WORK REQUEST |
Read through the listing below, and copy every line where the string "long" appears.

☆ ☆ ☆

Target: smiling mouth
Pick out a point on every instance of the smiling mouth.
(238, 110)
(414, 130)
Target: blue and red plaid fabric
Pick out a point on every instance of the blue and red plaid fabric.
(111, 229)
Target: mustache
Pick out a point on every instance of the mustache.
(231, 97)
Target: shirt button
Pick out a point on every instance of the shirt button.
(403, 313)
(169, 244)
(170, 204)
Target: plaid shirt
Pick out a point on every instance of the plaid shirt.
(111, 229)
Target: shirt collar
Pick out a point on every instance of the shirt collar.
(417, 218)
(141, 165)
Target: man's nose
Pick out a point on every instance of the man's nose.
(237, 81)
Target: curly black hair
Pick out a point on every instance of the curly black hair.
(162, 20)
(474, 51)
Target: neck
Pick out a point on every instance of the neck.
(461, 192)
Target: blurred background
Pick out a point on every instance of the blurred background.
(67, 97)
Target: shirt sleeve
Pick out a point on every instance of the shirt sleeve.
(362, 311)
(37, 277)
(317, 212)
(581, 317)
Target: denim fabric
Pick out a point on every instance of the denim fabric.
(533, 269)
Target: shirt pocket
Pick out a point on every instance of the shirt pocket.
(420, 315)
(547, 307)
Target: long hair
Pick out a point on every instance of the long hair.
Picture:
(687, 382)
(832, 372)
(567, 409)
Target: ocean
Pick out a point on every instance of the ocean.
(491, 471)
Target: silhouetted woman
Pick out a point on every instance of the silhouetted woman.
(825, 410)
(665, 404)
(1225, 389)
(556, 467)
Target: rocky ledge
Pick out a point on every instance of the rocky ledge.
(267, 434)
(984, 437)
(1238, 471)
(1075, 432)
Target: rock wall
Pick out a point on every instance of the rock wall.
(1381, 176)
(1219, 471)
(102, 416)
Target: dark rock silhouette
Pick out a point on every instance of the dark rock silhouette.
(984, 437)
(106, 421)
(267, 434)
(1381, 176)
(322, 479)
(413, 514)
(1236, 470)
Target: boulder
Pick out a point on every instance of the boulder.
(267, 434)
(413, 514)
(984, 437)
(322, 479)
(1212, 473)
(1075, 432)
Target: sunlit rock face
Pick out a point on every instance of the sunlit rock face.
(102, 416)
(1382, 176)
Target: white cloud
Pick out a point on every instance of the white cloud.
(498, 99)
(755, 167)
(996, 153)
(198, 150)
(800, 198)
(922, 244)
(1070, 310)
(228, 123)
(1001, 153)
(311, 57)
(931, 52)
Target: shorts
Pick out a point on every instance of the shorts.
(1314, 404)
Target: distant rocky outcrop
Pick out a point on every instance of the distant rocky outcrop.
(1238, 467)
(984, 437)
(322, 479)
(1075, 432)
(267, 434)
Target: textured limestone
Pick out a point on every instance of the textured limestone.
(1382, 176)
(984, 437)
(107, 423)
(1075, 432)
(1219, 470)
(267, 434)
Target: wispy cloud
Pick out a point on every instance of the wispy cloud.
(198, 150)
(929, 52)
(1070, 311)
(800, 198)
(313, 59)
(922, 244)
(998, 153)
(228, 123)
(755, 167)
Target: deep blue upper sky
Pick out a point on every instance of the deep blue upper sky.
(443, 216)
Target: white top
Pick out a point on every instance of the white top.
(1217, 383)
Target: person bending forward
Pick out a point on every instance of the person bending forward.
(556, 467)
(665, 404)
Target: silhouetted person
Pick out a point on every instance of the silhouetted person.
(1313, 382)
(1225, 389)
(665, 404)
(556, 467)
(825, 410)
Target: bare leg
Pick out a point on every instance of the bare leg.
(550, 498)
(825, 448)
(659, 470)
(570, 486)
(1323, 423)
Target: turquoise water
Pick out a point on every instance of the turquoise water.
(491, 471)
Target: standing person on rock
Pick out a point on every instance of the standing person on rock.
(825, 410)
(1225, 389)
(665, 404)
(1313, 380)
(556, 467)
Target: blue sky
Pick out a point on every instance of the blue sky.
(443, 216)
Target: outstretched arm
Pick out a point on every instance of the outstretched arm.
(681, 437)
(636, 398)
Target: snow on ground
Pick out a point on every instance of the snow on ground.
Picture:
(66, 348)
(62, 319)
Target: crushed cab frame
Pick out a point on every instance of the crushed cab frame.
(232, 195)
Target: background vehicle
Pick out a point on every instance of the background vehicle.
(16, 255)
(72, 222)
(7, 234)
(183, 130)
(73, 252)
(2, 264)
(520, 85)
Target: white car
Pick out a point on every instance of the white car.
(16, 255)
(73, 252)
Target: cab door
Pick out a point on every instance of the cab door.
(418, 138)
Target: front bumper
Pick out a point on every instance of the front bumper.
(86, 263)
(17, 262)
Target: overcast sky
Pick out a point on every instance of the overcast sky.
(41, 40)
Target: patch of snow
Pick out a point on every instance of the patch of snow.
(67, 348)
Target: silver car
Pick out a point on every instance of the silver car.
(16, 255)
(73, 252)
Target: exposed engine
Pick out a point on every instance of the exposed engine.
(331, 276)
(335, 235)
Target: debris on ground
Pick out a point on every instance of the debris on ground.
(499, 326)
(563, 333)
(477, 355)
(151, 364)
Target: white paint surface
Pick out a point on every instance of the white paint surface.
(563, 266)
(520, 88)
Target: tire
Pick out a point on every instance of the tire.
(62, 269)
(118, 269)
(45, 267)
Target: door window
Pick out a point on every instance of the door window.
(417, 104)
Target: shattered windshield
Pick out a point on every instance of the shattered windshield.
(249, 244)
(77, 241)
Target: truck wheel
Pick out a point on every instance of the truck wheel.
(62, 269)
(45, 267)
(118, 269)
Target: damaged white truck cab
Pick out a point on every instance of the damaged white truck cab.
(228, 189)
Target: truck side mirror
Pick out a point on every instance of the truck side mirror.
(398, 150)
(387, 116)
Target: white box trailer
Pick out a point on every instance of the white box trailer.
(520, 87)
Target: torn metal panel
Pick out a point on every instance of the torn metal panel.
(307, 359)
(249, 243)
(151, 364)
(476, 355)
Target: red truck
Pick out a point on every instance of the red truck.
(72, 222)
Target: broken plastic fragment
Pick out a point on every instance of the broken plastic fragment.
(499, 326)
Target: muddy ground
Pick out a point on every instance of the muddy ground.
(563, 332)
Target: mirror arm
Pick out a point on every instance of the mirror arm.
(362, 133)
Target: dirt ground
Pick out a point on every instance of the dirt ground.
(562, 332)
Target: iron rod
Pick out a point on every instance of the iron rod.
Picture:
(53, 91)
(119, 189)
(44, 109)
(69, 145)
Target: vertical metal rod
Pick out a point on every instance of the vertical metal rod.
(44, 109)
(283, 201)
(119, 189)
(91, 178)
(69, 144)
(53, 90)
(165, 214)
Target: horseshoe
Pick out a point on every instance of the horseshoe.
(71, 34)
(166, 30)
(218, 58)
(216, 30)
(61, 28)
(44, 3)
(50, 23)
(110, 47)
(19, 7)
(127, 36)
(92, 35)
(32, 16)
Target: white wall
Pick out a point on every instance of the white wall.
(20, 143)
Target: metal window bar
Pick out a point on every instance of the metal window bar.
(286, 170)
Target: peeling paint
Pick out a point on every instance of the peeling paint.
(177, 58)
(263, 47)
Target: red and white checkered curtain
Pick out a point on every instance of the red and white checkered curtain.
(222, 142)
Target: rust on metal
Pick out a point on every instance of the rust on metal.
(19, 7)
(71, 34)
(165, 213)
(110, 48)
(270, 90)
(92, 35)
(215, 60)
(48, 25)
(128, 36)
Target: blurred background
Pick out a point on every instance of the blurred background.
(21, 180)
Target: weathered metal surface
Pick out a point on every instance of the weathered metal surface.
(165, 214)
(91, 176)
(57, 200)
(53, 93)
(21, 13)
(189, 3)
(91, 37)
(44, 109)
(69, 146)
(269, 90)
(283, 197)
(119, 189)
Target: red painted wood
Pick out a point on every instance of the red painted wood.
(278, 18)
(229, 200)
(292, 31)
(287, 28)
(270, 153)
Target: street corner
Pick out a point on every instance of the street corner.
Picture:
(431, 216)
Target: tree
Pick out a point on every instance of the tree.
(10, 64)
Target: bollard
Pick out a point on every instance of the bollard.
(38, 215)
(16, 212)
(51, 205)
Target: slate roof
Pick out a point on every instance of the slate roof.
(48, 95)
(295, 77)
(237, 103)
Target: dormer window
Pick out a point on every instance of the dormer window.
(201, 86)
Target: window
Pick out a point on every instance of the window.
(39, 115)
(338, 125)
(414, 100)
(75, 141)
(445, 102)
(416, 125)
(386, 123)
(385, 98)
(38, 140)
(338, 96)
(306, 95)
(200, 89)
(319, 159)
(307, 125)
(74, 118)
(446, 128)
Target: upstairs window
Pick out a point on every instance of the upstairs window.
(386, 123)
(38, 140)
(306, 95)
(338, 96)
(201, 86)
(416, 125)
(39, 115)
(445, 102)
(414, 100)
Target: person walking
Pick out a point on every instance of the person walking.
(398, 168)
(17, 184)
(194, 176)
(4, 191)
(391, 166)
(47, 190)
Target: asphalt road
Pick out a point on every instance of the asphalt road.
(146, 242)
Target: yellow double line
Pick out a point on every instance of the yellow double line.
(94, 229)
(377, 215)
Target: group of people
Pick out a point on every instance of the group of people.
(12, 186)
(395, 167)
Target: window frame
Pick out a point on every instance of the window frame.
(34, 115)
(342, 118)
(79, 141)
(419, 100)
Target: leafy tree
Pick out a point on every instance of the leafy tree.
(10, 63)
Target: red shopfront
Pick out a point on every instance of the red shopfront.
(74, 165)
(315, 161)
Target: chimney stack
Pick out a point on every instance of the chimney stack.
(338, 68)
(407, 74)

☆ ☆ ☆

ANSWER TO THIS EXERCISE |
Target: long hair
Pick out a point on every instance of the long hair.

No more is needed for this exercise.